_BRANO DA LEGGERE:_
========================================

La provocazione di quei cartelloni è per dire il contrario. Un po’ ci credo che è morto e mi rammarico, ma allo stesso tempo penso che non lo sia finché io e qualcun altro avremo voglia di fare musica con un approccio più cantautorale, più legato alla sincerità e alla necessità di scrivere e non solo a fare i soldi. Mi piaceva prendere per il culo le persone che hanno detto più di una volta che l’indie è morto, ma l’ho detto anch’io quindi prendo per il culo anche me stesso. Per anni mi dicevano «tu fai l’indie, l’indie, l’indie» e io rispondevo sempre «sono un cantautore e faccio musica, e pure abbastanza pop». Alla fine mi sono anche accollato il fatto di essere un cantante indie e chiamare il disco così per me è stato come fare un manifesto. L’ho fatto ora però, non sette anni fa quando è esploso. Ora, col senno di poi, in una fase in cui obiettivamente va meno di moda, ho voluto dire: io sono questo, io faccio questo, e questo disco è il manifesto di quello che sono e di quello che ho fatto fino ad oggi. Ma anche per ribadire che finché c’è qualcuno come me, e qualche altro artista che si conta sulle dita di una mano, che porta avanti questa filosofia, questa attitudine alla musica, l’indie non è morto.

========================================

_ESERCIZI:_
- A) Nel brano sull'indie, quanto tempo fa è esploso l'indie secondo chi parla?
- B) Indica il numero di righe dei record che contengono la stringa "yellow", distinguendo tra maiuscole e minuscole. Scrivi soltanto il numero.

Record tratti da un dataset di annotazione
========================================

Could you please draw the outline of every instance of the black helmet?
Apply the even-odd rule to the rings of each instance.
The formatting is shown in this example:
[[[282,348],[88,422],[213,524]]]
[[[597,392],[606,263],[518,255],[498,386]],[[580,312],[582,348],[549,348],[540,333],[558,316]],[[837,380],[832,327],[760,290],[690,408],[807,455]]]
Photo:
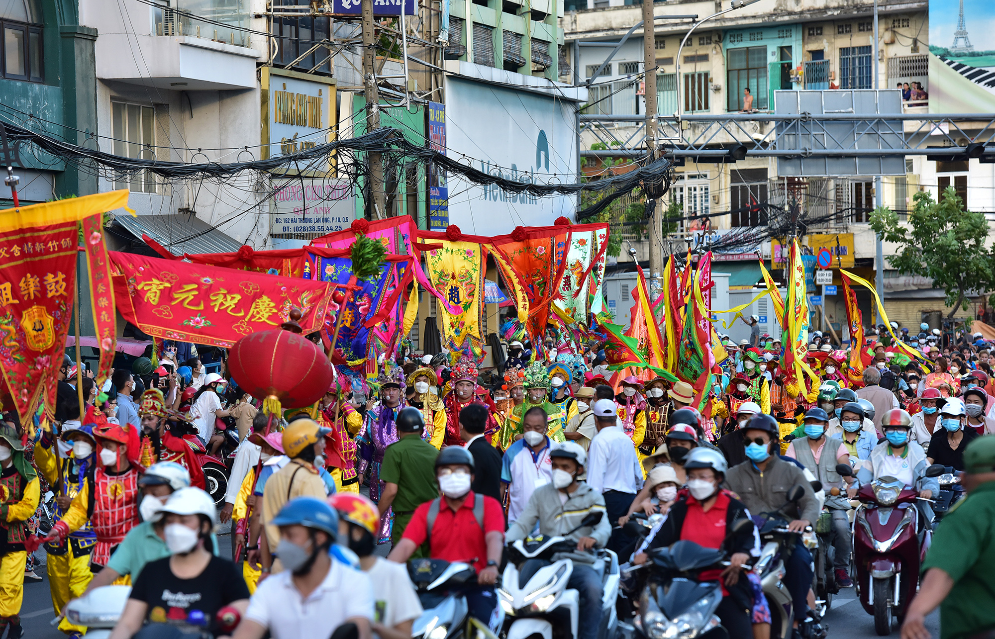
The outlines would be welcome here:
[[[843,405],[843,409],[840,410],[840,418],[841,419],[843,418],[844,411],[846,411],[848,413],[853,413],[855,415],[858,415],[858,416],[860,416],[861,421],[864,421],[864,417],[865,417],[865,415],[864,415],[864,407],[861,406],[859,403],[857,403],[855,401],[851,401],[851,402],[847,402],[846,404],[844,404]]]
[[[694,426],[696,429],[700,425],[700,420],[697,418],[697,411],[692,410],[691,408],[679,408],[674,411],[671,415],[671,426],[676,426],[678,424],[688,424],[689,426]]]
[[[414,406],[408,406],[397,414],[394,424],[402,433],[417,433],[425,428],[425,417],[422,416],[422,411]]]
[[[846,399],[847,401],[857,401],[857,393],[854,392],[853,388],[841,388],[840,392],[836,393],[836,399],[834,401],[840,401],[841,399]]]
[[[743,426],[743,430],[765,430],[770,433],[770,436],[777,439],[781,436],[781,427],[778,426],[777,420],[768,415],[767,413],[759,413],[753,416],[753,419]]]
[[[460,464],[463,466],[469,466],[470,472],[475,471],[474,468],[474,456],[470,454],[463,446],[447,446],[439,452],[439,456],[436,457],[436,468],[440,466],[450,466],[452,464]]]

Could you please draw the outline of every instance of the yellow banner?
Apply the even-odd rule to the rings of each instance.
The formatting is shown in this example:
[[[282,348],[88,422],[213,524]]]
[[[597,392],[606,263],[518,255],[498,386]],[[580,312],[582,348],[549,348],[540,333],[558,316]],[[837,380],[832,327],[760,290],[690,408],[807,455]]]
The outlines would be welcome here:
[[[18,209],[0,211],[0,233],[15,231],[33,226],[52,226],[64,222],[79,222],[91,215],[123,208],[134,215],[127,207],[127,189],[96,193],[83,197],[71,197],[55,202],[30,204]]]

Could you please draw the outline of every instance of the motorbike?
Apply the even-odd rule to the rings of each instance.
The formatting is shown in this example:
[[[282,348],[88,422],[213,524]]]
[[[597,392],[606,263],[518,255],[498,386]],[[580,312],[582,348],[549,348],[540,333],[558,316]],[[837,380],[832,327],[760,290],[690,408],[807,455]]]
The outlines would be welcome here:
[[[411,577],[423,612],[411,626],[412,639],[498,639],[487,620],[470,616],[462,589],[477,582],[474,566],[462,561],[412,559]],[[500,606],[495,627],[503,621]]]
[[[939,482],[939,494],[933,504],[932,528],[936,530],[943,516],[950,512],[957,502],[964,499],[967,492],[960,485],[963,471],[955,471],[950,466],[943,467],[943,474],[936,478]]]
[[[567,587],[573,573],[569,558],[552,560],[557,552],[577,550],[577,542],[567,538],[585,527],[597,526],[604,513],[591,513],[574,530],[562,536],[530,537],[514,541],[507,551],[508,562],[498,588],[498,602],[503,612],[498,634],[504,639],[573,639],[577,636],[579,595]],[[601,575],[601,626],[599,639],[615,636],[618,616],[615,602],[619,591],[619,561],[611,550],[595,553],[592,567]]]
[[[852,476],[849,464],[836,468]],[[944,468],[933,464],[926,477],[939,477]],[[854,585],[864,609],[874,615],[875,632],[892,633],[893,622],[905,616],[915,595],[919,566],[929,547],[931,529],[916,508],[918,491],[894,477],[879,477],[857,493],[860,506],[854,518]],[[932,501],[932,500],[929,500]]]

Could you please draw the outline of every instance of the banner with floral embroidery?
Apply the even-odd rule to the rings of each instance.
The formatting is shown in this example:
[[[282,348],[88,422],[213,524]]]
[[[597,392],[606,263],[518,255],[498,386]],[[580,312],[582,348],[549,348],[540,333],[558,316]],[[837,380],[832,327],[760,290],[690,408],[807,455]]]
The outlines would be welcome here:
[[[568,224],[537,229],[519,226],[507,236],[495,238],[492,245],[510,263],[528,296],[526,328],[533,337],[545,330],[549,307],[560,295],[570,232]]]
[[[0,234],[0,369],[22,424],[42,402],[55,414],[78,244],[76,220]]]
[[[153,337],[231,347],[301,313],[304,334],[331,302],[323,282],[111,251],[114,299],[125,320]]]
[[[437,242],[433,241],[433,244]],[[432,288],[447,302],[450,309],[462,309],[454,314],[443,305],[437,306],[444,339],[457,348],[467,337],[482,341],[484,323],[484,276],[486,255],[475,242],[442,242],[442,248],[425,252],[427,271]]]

========================================

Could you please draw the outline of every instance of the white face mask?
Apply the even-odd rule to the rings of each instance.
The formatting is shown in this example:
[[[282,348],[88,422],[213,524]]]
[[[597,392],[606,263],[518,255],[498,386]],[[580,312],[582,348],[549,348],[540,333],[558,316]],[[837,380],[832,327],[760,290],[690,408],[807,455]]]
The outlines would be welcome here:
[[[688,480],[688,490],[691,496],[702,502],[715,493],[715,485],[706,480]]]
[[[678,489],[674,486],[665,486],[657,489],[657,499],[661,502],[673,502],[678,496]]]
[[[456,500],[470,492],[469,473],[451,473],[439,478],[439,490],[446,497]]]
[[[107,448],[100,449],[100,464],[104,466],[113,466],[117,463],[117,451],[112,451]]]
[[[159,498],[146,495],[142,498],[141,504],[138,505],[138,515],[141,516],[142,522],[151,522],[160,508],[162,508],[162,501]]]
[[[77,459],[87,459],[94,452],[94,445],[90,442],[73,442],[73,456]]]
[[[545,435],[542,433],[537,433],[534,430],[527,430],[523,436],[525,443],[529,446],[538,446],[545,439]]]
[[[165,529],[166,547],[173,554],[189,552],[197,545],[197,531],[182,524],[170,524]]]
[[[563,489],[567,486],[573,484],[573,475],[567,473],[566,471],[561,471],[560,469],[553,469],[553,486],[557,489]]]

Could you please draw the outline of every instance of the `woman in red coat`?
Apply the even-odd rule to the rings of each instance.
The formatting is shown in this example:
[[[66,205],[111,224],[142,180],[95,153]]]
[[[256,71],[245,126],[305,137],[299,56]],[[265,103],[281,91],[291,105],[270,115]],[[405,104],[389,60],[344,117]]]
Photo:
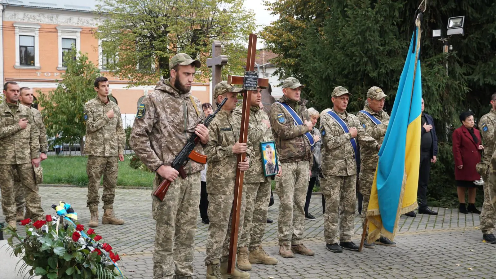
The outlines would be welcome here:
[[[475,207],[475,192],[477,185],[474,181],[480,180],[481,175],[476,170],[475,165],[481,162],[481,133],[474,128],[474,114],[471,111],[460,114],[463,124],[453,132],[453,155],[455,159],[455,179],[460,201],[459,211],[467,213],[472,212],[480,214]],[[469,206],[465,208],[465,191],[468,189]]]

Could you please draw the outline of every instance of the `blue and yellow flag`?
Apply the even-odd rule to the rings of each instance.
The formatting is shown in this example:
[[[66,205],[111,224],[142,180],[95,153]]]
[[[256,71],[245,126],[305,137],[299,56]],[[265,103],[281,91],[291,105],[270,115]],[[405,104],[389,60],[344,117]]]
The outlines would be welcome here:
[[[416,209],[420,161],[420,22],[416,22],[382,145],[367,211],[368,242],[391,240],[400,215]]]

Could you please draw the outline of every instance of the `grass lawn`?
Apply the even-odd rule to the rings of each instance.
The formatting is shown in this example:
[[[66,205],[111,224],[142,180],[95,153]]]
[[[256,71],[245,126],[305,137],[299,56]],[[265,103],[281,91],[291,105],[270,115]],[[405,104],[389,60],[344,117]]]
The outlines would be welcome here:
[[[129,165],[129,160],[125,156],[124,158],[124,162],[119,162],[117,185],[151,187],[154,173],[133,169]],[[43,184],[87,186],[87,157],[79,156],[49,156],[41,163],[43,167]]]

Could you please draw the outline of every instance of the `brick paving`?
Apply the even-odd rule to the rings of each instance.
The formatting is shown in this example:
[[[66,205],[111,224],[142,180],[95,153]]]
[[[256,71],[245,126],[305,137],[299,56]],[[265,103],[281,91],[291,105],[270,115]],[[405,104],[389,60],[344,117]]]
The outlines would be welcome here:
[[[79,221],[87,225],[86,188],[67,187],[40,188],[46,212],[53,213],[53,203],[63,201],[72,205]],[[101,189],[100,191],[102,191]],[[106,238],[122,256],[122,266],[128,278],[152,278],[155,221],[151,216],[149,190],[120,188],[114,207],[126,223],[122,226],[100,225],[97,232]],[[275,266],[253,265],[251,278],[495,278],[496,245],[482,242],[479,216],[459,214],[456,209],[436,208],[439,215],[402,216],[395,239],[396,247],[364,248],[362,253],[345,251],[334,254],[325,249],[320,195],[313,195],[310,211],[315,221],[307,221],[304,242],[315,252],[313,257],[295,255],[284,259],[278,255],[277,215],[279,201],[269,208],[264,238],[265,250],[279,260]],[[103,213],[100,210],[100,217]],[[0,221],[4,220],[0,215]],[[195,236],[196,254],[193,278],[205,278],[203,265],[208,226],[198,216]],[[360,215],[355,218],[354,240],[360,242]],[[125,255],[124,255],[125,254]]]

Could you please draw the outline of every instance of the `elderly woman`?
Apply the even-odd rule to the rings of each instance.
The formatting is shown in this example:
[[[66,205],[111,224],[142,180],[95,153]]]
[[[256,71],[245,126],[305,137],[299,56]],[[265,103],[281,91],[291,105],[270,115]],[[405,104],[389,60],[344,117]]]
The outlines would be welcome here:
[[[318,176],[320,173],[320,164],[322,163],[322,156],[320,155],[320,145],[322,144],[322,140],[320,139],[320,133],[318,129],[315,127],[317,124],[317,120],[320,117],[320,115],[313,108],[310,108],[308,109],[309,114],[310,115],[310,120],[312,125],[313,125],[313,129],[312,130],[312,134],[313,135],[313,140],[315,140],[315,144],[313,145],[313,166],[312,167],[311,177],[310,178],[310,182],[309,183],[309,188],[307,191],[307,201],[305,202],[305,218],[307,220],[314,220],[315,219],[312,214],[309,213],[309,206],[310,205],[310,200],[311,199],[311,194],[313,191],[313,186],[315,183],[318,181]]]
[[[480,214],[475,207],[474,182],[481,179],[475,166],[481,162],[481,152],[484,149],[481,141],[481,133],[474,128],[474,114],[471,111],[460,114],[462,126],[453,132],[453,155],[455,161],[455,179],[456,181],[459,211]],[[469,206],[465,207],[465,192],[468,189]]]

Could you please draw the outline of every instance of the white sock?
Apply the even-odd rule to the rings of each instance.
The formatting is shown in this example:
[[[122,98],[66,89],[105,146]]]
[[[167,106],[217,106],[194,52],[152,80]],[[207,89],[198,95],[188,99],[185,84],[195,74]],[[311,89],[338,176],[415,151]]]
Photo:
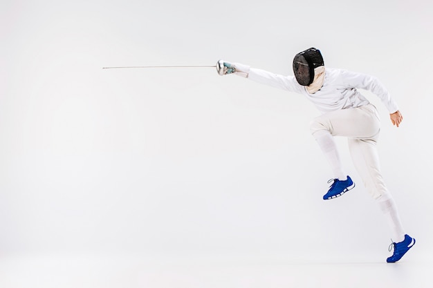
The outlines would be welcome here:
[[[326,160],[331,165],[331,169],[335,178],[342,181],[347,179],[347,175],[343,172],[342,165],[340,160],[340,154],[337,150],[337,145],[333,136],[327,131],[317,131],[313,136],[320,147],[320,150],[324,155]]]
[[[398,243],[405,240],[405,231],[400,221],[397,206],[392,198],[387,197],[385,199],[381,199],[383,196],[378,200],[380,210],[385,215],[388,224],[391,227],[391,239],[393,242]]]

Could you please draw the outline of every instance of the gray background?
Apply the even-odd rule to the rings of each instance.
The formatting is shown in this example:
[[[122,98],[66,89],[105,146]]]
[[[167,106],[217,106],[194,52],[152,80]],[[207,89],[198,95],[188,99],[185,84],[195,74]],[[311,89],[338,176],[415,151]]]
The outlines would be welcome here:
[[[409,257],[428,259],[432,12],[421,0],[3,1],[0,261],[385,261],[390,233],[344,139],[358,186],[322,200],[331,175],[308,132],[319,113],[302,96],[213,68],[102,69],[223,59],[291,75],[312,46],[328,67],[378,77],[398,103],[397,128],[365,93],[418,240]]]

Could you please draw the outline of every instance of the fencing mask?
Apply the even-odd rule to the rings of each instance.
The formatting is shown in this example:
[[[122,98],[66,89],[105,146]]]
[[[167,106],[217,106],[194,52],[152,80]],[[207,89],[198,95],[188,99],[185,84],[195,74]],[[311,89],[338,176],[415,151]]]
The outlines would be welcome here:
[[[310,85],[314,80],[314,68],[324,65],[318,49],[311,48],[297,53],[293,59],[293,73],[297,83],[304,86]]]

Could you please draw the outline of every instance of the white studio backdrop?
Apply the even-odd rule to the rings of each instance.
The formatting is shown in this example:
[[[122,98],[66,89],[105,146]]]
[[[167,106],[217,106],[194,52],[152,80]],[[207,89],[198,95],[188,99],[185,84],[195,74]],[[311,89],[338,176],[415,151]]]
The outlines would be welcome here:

========================================

_SOLUZIONI PER ESERCIZIO:_
- A) Sette anni fa.

- B) 2